Records from the dataset
● ● ●

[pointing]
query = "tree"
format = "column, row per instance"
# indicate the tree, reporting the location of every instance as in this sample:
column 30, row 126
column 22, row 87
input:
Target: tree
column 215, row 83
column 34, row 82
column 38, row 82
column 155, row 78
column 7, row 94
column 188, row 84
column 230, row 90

● ● ●

THE REQUEST: Count the lines above that contain the string "column", matching case exactly, and state only the number.

SOLUTION TO THIS PROBLEM: 10